§ **TEXT SECTION**
Researchers of the next generation

Prof Holger Schutkowski, Deputy Dean in the School of Applied Sciences, joined BU in January. Here he provides his thoughts on training the next generation of researchers.

In a week’s time I will have the great pleasure to open the School of Applied Sciences’ Postgraduate Research Conference. I was delighted that I was asked to give a keynote, not only because it is a nice way of making myself known to students, since I only arrived at BU in January, but also to share some thoughts about the way we do research. Whilst universities require some original research in the final year undergraduate dissertation, and to a much greater extent in Master’s programmes, it is at PhD level where we expect the clear evidence of intellectual independence, of playful recombination of knowledge, which will allow candidates to go beyond current established borders of thought, and to push scientific progress, something that is always happening at the fringes.

Are we able to give advice? Should we? How can we make this happen? The latest deliberations about the future of current PhD systems and their ever-increasing production of graduates is beginning to raise serious concerns and to elicit calls for reforms, quite drastically, indeed (http://www.nature.com/news/2011/110420/full/472261a.html). Interestingly enough, they emphasise co-operation between institutions (consortia) and cross-disciplinary work.

While the former is already part of the RCUK agenda and is likely to shape the future of PhD funding and recruitment in the UK over the next years, the latter maybe can do with further encouragement. Certainly, one way is to encourage our PhD students to decidedly undertake an interdisciplinary project, which essentially means to embrace the boldness of crossing borders, to work across disciplines and to become acquainted with, adopt and modify interpretive frameworks of other, related or cognate subject areas. Often claimed, rarely done, though; unfortunately a recurring problem and certainly not confined to the fledgling researcher.  Another approach is to ensure the research is firmly embedded into a wider and meaningful context, so that these connections across disciplinary borders can be made and the outcomes of the research become accessible and meaningful to the related or cognate subject areas we are trying to include in the first place.

§ **ACTIVITY 1**
Answer these about the piece on training the next generation of researchers:
(a) In what month did Holger Schutkowski join BU?
(b) What event will he open in a week's time?
(c) Which two things do the reform deliberations emphasise?
§ **ACTIVITY 2**
Rewrite the piece on training researchers, everything from "Are we able" down to "and cross-disciplinary work.", putting "universities" in place of "institutions".
§ **ACTIVITY 3**
Carry on the piece about training the next generation of researchers from the point where it stops.
The records come from a separate source.

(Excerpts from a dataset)
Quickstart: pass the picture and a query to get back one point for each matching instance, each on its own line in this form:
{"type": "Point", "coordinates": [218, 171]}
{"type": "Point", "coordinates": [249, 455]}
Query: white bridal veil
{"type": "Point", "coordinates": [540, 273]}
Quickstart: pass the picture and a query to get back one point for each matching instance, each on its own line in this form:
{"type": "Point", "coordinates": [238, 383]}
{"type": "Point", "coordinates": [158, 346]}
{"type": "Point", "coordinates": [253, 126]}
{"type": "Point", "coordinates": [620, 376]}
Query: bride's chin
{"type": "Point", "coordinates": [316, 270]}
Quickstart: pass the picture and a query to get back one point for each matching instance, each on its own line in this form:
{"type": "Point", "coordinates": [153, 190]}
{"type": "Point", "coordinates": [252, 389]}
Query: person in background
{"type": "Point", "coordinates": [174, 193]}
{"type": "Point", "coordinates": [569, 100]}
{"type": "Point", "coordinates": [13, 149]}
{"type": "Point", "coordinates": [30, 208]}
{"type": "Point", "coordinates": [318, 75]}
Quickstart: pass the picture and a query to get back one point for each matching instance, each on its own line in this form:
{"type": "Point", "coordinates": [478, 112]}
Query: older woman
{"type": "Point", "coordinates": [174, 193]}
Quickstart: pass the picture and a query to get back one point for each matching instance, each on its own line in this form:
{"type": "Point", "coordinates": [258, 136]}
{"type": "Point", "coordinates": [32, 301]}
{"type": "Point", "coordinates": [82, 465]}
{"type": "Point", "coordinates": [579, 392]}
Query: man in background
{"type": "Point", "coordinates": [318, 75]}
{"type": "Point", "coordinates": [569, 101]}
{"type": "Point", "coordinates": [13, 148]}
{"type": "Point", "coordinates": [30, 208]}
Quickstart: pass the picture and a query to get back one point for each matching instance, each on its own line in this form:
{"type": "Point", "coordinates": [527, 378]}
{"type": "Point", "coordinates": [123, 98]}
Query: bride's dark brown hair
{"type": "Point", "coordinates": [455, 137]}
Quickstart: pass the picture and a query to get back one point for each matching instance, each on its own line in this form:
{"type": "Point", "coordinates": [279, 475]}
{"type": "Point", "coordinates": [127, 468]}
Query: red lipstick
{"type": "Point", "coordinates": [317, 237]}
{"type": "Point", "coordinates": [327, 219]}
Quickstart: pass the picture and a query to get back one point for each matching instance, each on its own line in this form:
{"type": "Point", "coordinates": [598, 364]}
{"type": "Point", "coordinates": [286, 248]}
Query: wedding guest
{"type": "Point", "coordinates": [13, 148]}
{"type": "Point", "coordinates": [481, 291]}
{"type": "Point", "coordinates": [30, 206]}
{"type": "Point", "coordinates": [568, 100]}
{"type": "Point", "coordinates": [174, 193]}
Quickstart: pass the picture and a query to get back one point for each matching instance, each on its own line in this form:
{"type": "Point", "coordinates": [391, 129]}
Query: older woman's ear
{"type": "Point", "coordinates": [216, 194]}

§ **RESPONSE BOX 1**
(a) January
(b) The School of Applied Sciences' Postgraduate Research Conference
(c) Co-operation between institutions (consortia) and cross-disciplinary work

§ **RESPONSE BOX 2**
Are we able to give advice? Should we? How can we make this happen? The latest deliberations about the future of current PhD systems and their ever-increasing production of graduates is beginning to raise serious concerns and to elicit calls for reforms, quite drastically, indeed (http://www.nature.com/news/2011/110420/full/472261a.html). Interestingly enough, they emphasise co-operation between universities (consortia) and cross-disciplinary work.

§ **RESPONSE BOX 3**
As it happens, this is what I am going to talk about in my presentation, with case studies that necessitate contextualised analysis to demonstrate how we can bring past societies to life through the study of their skeletal remains. But to come back to the state of PhD systems: cross-disciplinary thinking and context awareness is what we want to instil in the researchers of the next generation. But this also requires the intellectual capacity and preparedness for doing so. The students we graduate need to be skilled and prepared for an increasingly competitive job market.

Prof Holger Schutkowski

Deputy Dean

School of Applied Sciences

One Response to “Researchers of the next generation”

  1. Edwin van Teijlingen

    Developing the next generation of researchers takes time. It must be part of a long-term strategy and funded accordingly. I came to Bournemouth University from the University of Aberdeen in May 2009. When I left Aberdeen I had 12 PhD students. As these students were at various stages of completing their thesis, six completed in the first year-and-a-half and have graduated since. Today (July 6th 2011), another four students are graduating at the University of Aberdeen.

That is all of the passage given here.